* 課題の要件 *
下に示すクレ・ド・セランのワイナリーについての文章を、最後の文の後から書き継いでください。

1962年よりジョリー家が単独所有していますが、フランスのワイン批評界で最も権威ある2006年版ル・クラスマンでは★★★の最高評価(フランス全土でも39ワイナリーのみ)を受け、その名声を高めています。ロマネ・コンティやシャトー・グリエと共に、生産者名がそのままAOC名で、なおかつ単独所有という数少ない生産者のひとつ。
詰まっているモノが違いますので若飲みすると今ひとつ理解しにくいですが熟成したクーレ・ド・セランの古酒は本当に偉大な白ワインです。とんでもなく複雑で濃密。オークに由来する濃さがあるわけではないのですが静かながら、ぐんぐんと果実の凄みが出てくるとでも申しましょうか・・・。
「永遠に熟成しつづける」と言われるのを物語るように、若いヴィンテージのワインなどは抜栓1週間は味わいがへたれません。
クレ・ド・セランはシトー派修道僧により12世紀に植えられた由緒ある畑で、以来800年以上もの間ブドウ栽培が行われています。1962年からジョリー家が所有し、1976年に現当主であるニコラ・ジョリー氏が運営に参加。ジョリー氏は「美味しいワインである前に、その土地固有の繊細さを表現した本物のわいんでなくてはならない」と、1980年から部分的にビオディナミを導入し、1984年からすべての畑でビオディナミを行っています。
2001年、ジョリー氏はビオディナミの団体「Return to Terroir」を創立、12カ国、約150生産者がこの団体に所属しています。また、彼はこの団体を通し、世界中で講演し、原点へ回帰を提唱しています。
クレ・ド・セラン、クロ・ド・ラ・ベルジュリ、ヴュー・クロに畑を所有。1984年からすべての畑でビオディナミが行われています。ドメーヌでは牛や羊などを飼い、イラクサを始め多くのハーブを育てています。ハーブなどからビオディナミに必要なプレパラシオン(調合剤)を造り、家畜たちが畑の草を食べ、馬で耕作するなど、自然と動物と共にブドウ栽培を行っています。
自然酵母にて発酵、発酵時の温度はコントロールしません。また、デブルバージュ、コラージュは行わず、主に古樽で数ヶ月間熟成後、瓶詰め前にフィルター処理を極軽く行います。

* データセット *
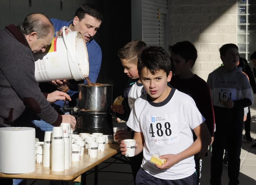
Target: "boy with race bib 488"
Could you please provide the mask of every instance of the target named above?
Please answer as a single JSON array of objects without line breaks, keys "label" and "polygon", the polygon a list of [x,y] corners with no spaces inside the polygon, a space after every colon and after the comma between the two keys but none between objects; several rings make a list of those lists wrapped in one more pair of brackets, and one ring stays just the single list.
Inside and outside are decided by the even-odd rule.
[{"label": "boy with race bib 488", "polygon": [[[167,86],[171,64],[160,46],[147,47],[138,57],[138,72],[147,93],[135,101],[127,123],[135,131],[135,155],[143,151],[136,184],[196,184],[194,155],[211,142],[205,119],[193,99]],[[124,155],[126,146],[121,143]],[[152,163],[154,154],[167,161],[161,166]]]}]

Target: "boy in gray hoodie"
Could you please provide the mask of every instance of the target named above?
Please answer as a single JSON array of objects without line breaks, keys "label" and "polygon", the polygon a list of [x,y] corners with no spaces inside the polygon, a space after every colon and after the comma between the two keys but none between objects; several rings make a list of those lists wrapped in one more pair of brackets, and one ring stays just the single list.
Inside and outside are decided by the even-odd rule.
[{"label": "boy in gray hoodie", "polygon": [[211,159],[211,184],[221,184],[225,141],[228,151],[228,174],[230,184],[239,184],[238,176],[243,126],[244,108],[251,105],[253,98],[249,81],[237,66],[238,48],[233,44],[220,49],[223,66],[209,74],[215,114],[216,132]]}]

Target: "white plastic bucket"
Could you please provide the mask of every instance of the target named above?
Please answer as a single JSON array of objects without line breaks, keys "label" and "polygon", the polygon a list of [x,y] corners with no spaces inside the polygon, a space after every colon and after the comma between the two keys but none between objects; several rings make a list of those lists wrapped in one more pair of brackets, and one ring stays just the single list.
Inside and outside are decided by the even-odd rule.
[{"label": "white plastic bucket", "polygon": [[[65,30],[70,32],[66,34]],[[39,82],[56,80],[79,81],[89,75],[86,45],[81,33],[63,28],[63,36],[53,38],[45,52],[34,55],[35,76]]]}]

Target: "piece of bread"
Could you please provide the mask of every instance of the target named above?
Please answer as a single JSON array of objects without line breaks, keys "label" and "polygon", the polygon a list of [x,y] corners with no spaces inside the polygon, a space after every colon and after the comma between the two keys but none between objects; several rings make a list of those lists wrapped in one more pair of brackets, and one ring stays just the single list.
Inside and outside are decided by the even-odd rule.
[{"label": "piece of bread", "polygon": [[156,154],[153,154],[150,159],[150,161],[159,166],[161,166],[162,164],[166,162],[167,160],[166,159],[161,159],[159,158],[159,156]]},{"label": "piece of bread", "polygon": [[113,105],[120,105],[122,104],[123,100],[124,100],[124,98],[122,98],[121,96],[119,96],[115,99],[113,103]]}]

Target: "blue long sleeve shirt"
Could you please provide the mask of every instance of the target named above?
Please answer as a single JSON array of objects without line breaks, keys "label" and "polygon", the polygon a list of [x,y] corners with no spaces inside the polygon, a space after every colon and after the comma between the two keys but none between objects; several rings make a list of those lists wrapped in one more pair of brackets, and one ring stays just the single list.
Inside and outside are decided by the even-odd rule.
[{"label": "blue long sleeve shirt", "polygon": [[[68,27],[73,23],[73,20],[69,22],[62,21],[56,19],[51,18],[54,27],[54,36],[56,36],[56,32],[60,30],[64,26]],[[93,83],[96,83],[101,65],[102,53],[100,47],[94,40],[93,39],[86,43],[89,58],[89,77],[91,81]],[[85,84],[87,84],[86,80],[84,80]],[[67,93],[71,96],[74,95],[77,91],[69,90]],[[62,100],[57,101],[54,103],[61,107],[63,104],[63,101]]]}]

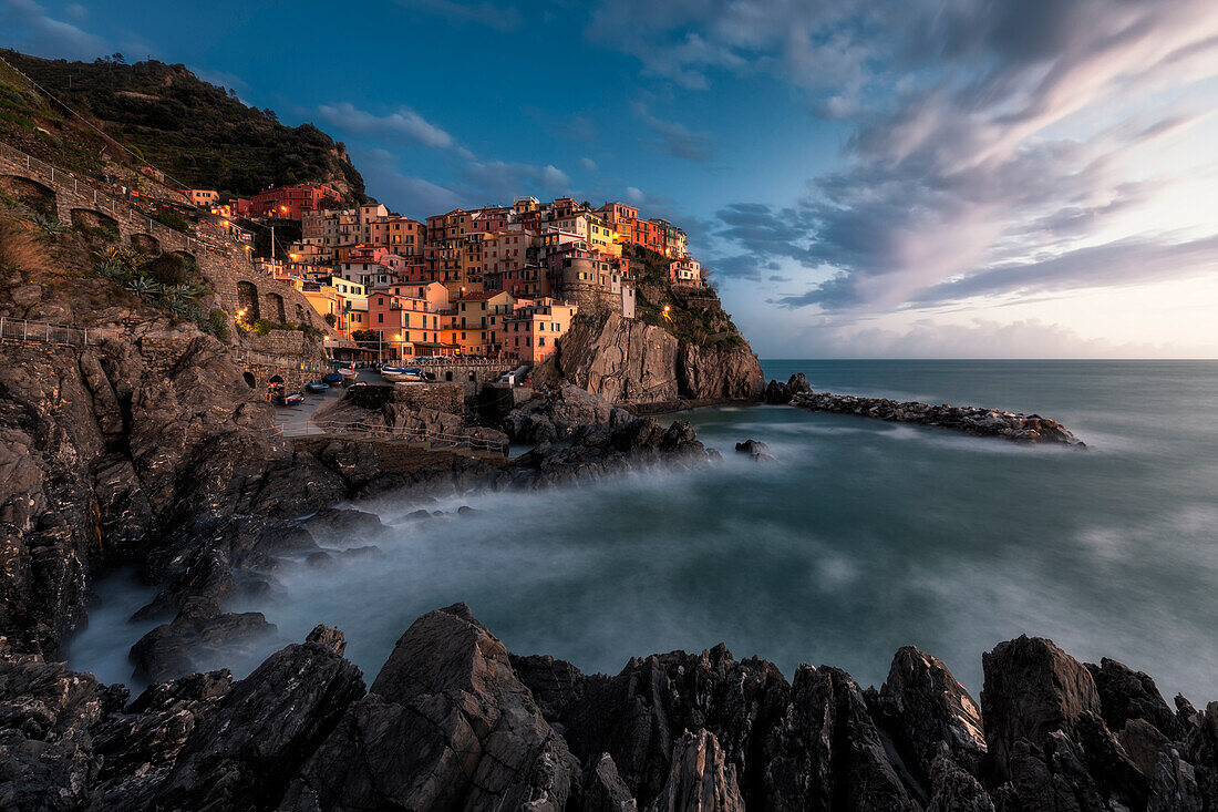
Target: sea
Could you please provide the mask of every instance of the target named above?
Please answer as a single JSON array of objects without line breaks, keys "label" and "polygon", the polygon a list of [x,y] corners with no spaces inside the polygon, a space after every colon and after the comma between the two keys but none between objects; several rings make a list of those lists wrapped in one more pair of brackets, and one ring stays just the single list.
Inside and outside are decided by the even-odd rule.
[{"label": "sea", "polygon": [[[1085,451],[816,415],[704,408],[722,454],[700,471],[636,471],[537,493],[354,505],[391,524],[380,554],[289,562],[241,607],[276,632],[208,667],[248,673],[318,623],[347,636],[370,682],[420,614],[464,601],[518,654],[586,672],[702,651],[833,664],[883,683],[914,645],[976,696],[982,652],[1021,634],[1151,674],[1170,702],[1218,700],[1218,362],[762,362],[817,391],[977,405],[1062,422]],[[734,444],[769,444],[754,462]],[[475,513],[454,516],[468,505]],[[400,522],[418,507],[434,521]],[[362,546],[351,538],[339,546]],[[68,663],[132,683],[125,652],[152,624],[133,573],[96,584]]]}]

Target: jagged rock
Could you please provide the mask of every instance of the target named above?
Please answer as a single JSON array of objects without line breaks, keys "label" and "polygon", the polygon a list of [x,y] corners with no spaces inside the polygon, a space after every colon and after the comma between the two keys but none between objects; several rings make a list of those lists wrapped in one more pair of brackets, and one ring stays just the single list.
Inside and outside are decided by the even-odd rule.
[{"label": "jagged rock", "polygon": [[101,768],[89,728],[123,699],[62,663],[0,661],[0,808],[85,806]]},{"label": "jagged rock", "polygon": [[[660,327],[616,313],[575,319],[548,366],[555,379],[565,378],[615,404],[756,400],[765,388],[761,365],[748,344],[682,344]],[[544,371],[535,377],[544,377]]]},{"label": "jagged rock", "polygon": [[280,808],[559,812],[579,780],[507,649],[459,604],[407,629]]},{"label": "jagged rock", "polygon": [[515,443],[555,443],[569,439],[580,427],[613,428],[631,418],[630,412],[611,406],[599,395],[566,385],[508,412],[503,429]]},{"label": "jagged rock", "polygon": [[717,458],[697,440],[693,428],[674,422],[666,429],[653,417],[632,417],[613,428],[579,427],[568,447],[538,446],[513,461],[498,488],[541,488],[664,463],[693,467]]},{"label": "jagged rock", "polygon": [[1016,443],[1052,443],[1085,449],[1086,444],[1057,421],[1039,415],[999,412],[976,406],[932,406],[916,401],[898,402],[883,397],[855,397],[832,393],[804,391],[792,395],[790,404],[814,412],[857,415],[892,423],[917,423],[963,432],[977,436],[998,436]]},{"label": "jagged rock", "polygon": [[737,454],[747,454],[753,462],[767,462],[773,460],[770,446],[760,440],[745,440],[736,444]]},{"label": "jagged rock", "polygon": [[736,766],[726,763],[715,734],[702,729],[672,747],[672,767],[652,812],[744,812]]},{"label": "jagged rock", "polygon": [[613,756],[600,753],[596,766],[583,780],[583,802],[580,812],[636,812],[638,805],[630,788],[618,775]]},{"label": "jagged rock", "polygon": [[325,507],[304,519],[304,529],[324,541],[370,541],[387,529],[375,513]]},{"label": "jagged rock", "polygon": [[927,812],[994,812],[985,788],[951,760],[946,747],[931,762],[931,786]]},{"label": "jagged rock", "polygon": [[1100,706],[1108,728],[1121,730],[1130,719],[1144,719],[1166,738],[1180,738],[1180,722],[1163,701],[1153,679],[1107,657],[1099,666],[1086,663],[1086,669],[1100,693]]},{"label": "jagged rock", "polygon": [[1041,747],[1056,730],[1073,735],[1083,713],[1100,713],[1090,672],[1051,640],[1023,635],[1000,643],[982,655],[982,668],[985,741],[1000,775],[1021,739]]},{"label": "jagged rock", "polygon": [[111,713],[93,730],[101,756],[94,807],[151,807],[183,745],[231,686],[227,669],[191,674],[150,685],[123,713]]},{"label": "jagged rock", "polygon": [[905,646],[893,657],[877,706],[906,763],[923,782],[945,744],[951,760],[977,773],[985,757],[980,708],[937,657]]},{"label": "jagged rock", "polygon": [[224,646],[275,630],[262,612],[222,613],[214,600],[191,597],[171,623],[135,641],[130,661],[136,679],[163,682],[199,671]]},{"label": "jagged rock", "polygon": [[787,384],[771,380],[766,384],[761,397],[772,406],[783,406],[790,402],[790,390],[787,388]]},{"label": "jagged rock", "polygon": [[158,808],[264,810],[364,695],[342,633],[317,627],[233,685],[181,747]]}]

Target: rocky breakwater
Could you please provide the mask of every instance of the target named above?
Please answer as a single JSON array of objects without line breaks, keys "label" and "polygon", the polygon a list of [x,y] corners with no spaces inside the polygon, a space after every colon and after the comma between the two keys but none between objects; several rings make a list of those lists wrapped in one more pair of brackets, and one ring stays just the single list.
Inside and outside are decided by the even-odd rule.
[{"label": "rocky breakwater", "polygon": [[[803,377],[803,376],[800,376]],[[792,406],[832,415],[857,415],[890,423],[916,423],[963,432],[976,436],[996,436],[1015,443],[1058,444],[1085,449],[1086,444],[1047,417],[1005,412],[978,406],[933,406],[917,401],[899,402],[883,397],[856,397],[832,393],[800,391],[790,395]]]},{"label": "rocky breakwater", "polygon": [[458,604],[415,621],[365,690],[318,627],[248,678],[134,701],[0,652],[0,806],[19,810],[1205,812],[1218,703],[1019,638],[980,701],[906,646],[884,684],[788,680],[723,646],[583,674],[515,656]]},{"label": "rocky breakwater", "polygon": [[614,404],[758,400],[761,365],[738,335],[682,341],[661,327],[616,313],[577,317],[535,380],[569,380]]}]

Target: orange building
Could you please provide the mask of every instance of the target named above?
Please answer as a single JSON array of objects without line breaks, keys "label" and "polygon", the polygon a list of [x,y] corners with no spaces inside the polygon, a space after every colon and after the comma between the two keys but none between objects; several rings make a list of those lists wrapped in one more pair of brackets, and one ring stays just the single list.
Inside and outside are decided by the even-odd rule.
[{"label": "orange building", "polygon": [[453,355],[446,345],[442,313],[448,293],[440,284],[397,284],[368,293],[368,323],[381,335],[386,358]]},{"label": "orange building", "polygon": [[447,311],[445,340],[460,346],[462,355],[491,357],[502,350],[503,319],[515,299],[502,290],[480,290],[454,299]]},{"label": "orange building", "polygon": [[558,341],[571,328],[579,312],[575,305],[541,299],[518,307],[503,321],[503,352],[521,361],[541,363],[558,350]]}]

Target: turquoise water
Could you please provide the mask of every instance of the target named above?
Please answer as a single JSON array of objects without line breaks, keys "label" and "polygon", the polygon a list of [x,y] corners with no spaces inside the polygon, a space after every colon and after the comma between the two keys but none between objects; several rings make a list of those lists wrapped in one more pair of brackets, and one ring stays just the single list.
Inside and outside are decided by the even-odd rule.
[{"label": "turquoise water", "polygon": [[[764,366],[818,390],[1038,412],[1090,450],[790,407],[704,410],[689,417],[725,457],[709,472],[449,500],[432,507],[480,512],[398,525],[375,560],[289,568],[280,597],[256,607],[280,627],[257,654],[324,622],[375,673],[415,617],[464,600],[513,651],[590,671],[723,641],[788,675],[828,663],[878,685],[914,644],[977,691],[982,651],[1028,633],[1146,671],[1168,697],[1218,699],[1218,363]],[[734,455],[748,438],[777,460]],[[362,507],[391,521],[414,505]],[[111,617],[140,600],[102,589]],[[116,652],[136,636],[95,622],[69,662],[123,680]]]}]

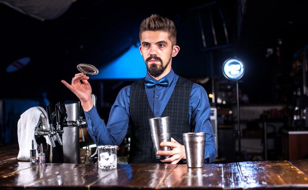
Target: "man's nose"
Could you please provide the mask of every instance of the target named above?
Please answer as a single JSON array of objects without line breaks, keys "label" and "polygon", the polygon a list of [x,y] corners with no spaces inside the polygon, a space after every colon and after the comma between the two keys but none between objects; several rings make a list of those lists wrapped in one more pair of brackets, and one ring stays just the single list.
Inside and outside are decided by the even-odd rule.
[{"label": "man's nose", "polygon": [[151,47],[150,51],[150,56],[156,56],[157,55],[157,49],[155,47]]}]

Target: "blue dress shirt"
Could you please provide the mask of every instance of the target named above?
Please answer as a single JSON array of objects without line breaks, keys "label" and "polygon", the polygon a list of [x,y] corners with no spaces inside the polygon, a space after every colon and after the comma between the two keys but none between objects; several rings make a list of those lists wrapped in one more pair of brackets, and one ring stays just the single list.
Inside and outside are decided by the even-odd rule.
[{"label": "blue dress shirt", "polygon": [[[179,76],[171,69],[164,78],[168,79],[168,87],[155,85],[154,87],[147,88],[145,85],[149,103],[155,117],[160,117],[162,113]],[[155,80],[148,73],[146,79]],[[129,85],[120,91],[111,108],[107,125],[100,118],[94,107],[85,112],[88,131],[97,145],[119,146],[122,142],[129,127],[130,91],[130,85]],[[205,90],[195,83],[192,86],[190,94],[189,113],[190,124],[194,126],[194,132],[206,133],[204,158],[205,159],[209,158],[209,162],[212,162],[216,157],[216,151],[211,124],[211,106]]]}]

* 回答 *
当主のニコラ・ジョリーはとにかくパワフルで好奇心が旺盛な人だ。取材やセミナーは時間内で収まることが少ない。彼の好奇心がドンドン膨らみ、相手に伝えたいことが次々と湧き出て、話題があちらこちらへ飛んでいく。
彼のビオディナミのセミナーは一見難しく思える。現代に生きる私たちにとって、自然の法則を身体で実感する機会が減ってしまったことと、彼が少しでもビオディナミを知って欲しいと、幅広い多くの情報を伝えようとするからだろう。しかし1対1で話を聞くと、実はシンプルだ。化学的なものを使いバランスを崩してしまった自然のバランスを取り戻すこと。そしてその場所で育った植物や動物の力を借りて、バランスを高めてあげること。
決して現実離れした話ではなく、非常に論理的だ。前職は金融マン。様々なファクターを収集、分析し、実行していく。ワイン造りでもそれは行われている。そして、そこに自然への愛情がプラスされているのだ。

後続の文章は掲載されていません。